# Requirement
Pictures are not part of the copy; retype all the records below exactly.

(Point-per-instance localization data)
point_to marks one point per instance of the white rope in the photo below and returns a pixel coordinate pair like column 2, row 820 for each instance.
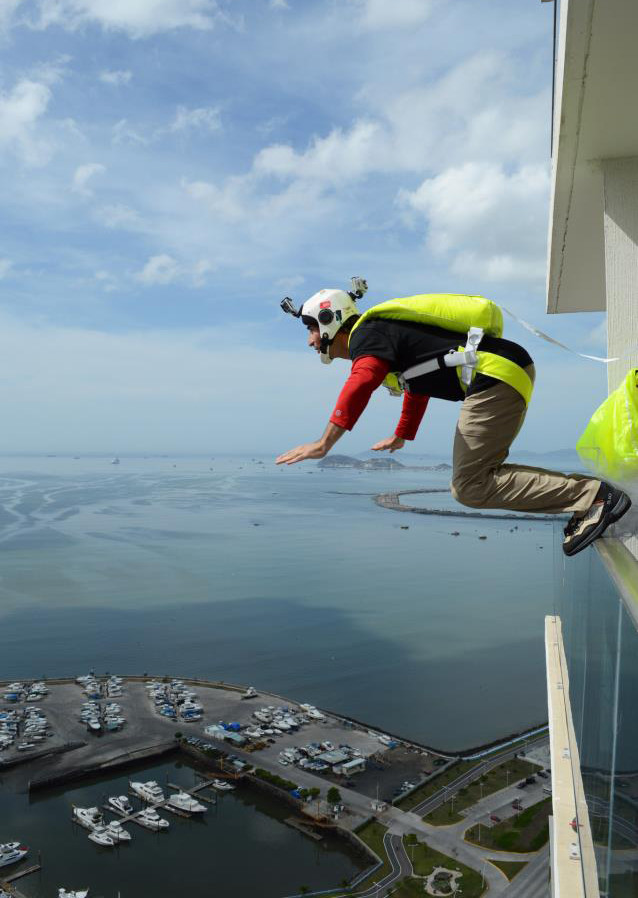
column 548, row 339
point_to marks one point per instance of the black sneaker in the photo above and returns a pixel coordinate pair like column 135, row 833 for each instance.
column 606, row 510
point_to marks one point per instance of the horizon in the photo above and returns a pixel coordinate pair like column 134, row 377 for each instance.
column 171, row 175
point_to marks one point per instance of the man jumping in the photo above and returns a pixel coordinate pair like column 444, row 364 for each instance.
column 427, row 346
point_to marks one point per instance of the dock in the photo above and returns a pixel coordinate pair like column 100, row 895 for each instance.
column 6, row 882
column 302, row 827
column 196, row 790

# Result of the task
point_to marks one point per instance of the white rope in the photo below and returns a pixel coordinate pair like column 2, row 820 for each instance.
column 548, row 339
point_to marks one point per instance of the black sneaker in the photo above and returns a pixel coordinate pair like column 135, row 833 for each instance.
column 606, row 510
point_to marks one point per instance of the horizon in the photo above and returns a pixel coordinate pair like column 134, row 377 for each instance.
column 171, row 175
point_to marks one point per instance of the man jumping in the photo above and returns a pixel coordinate pair like column 444, row 364 for each instance.
column 427, row 346
point_to marks one point per instance of the dock in the photo above and returns a pixel coordinate pair like column 100, row 895 for each instance.
column 6, row 882
column 302, row 827
column 196, row 790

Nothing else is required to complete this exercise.